### What is required
Rewrite the data below with every "red and white tower" changed to "lighthouse" and everything else left unchanged. Omit the pictures from your version.
------ Data section ------
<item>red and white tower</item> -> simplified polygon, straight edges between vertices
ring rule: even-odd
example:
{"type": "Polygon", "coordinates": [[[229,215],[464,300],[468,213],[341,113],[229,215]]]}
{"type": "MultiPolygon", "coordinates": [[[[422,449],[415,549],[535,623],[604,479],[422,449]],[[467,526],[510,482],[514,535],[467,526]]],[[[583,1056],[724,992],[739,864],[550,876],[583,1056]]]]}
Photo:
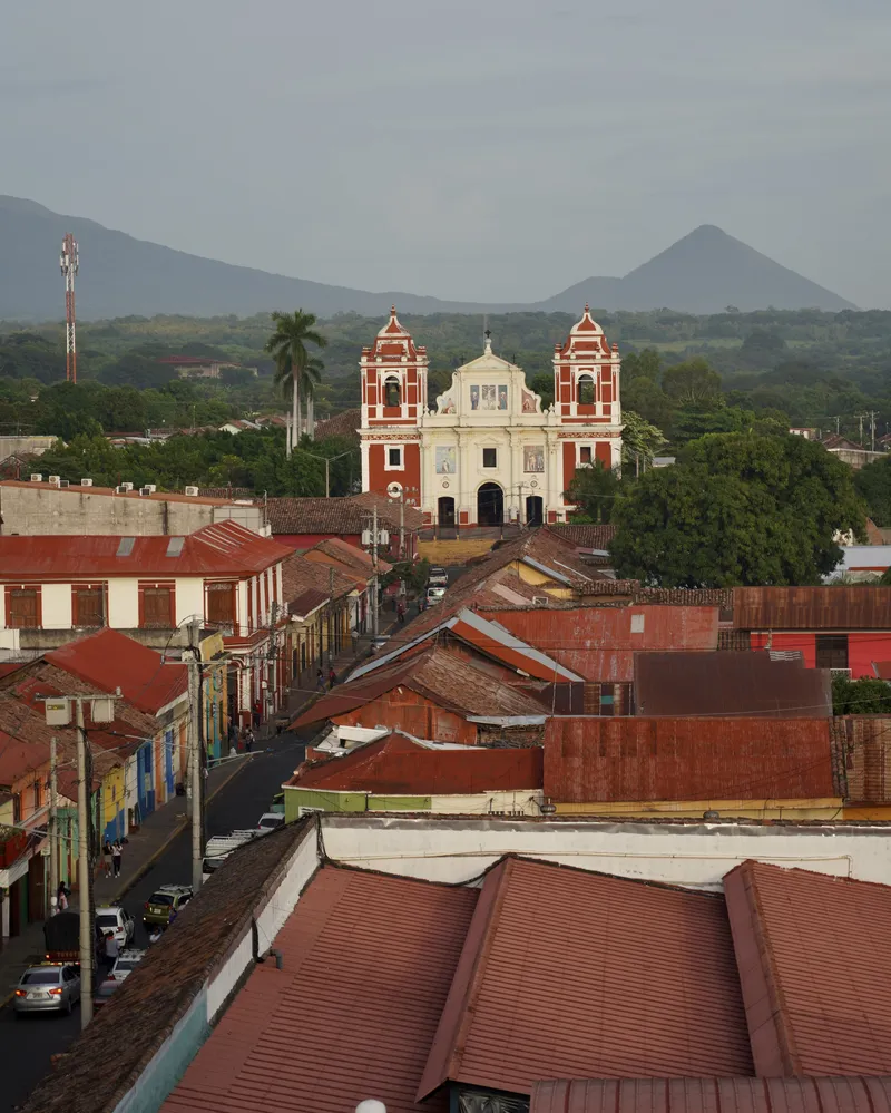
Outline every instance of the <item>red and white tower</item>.
{"type": "Polygon", "coordinates": [[[62,240],[59,266],[65,279],[65,378],[77,382],[77,344],[75,342],[75,277],[78,272],[77,240],[67,233],[62,240]]]}
{"type": "Polygon", "coordinates": [[[415,346],[395,305],[371,348],[362,349],[362,490],[403,495],[420,505],[421,418],[427,349],[415,346]]]}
------
### Problem solution
<item>lighthouse</item> -> simplified polygon, straight edges between vertices
ring rule: even-odd
example:
{"type": "Polygon", "coordinates": [[[229,215],[464,300],[468,213],[341,113],[229,215]]]}
{"type": "MultiPolygon", "coordinates": [[[[422,449],[415,549],[535,623],[604,479],[422,449]],[[467,526],[510,482],[514,535],[467,526]]],[[[583,1056],[724,992],[739,864],[550,876],[583,1056]]]]}
Photo:
Outline every instance of the <item>lighthouse</item>.
{"type": "Polygon", "coordinates": [[[62,240],[59,266],[65,279],[65,378],[77,382],[77,344],[75,342],[75,277],[78,272],[77,240],[67,233],[62,240]]]}
{"type": "Polygon", "coordinates": [[[415,346],[395,305],[371,348],[362,349],[362,490],[403,495],[420,505],[421,418],[427,349],[415,346]]]}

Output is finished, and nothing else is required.